EXERCISE GOAL:
From the passage about the garden roadwork morning, list every topic the talks covered in the meantime.

PASSAGE:
We woke up with the sound of a excavator: communal roadwork was scheduled. Closely, very closely our DSL cable was saved from being cut through. Men between 5 and 75 years of age held shovels and harks in their fists and a lady with garden gloves on and pruning shears removed weeds. The excavator spread raw earth on the potholes… and the bumpy garden paths improved visibly.

Meanwhile: Talks about Pomerian cucumber recipes, other gardeners, garden community laws, runaway turtles, the upcoming fruit and vegetable show (8th of Sept. at the community house) and, of course, Datscha-Radio.

Highlights of today’s program are broadcast from 8 p.m. on reboot.fm, 88.4:

8-9 p.m.
Music for my Saguaros. Zelda Panda

by Zelda Panda
Radio show from a garden in Brandenburg (Veilchenweg, Oranienburg)

A walk to a little desert spot,
meeting trees, flowers, vegetables and humans..

SUPPLIED DATA:
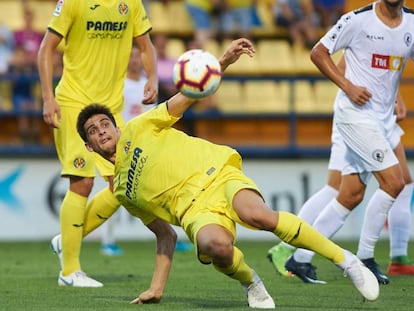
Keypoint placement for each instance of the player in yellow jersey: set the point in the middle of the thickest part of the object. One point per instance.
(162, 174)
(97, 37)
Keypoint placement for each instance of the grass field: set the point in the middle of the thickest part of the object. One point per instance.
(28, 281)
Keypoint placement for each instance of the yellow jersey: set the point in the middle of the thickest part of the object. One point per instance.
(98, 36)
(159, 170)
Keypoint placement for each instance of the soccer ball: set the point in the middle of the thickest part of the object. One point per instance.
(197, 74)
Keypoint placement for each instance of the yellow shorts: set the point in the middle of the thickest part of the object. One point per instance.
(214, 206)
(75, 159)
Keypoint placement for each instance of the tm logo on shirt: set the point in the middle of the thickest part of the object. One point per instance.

WRITTEN RESPONSE:
- Pomerian cucumber recipes
- other gardeners
- garden community laws
- runaway turtles
- the upcoming fruit and vegetable show (8th of Sept. at the community house)
- Datscha-Radio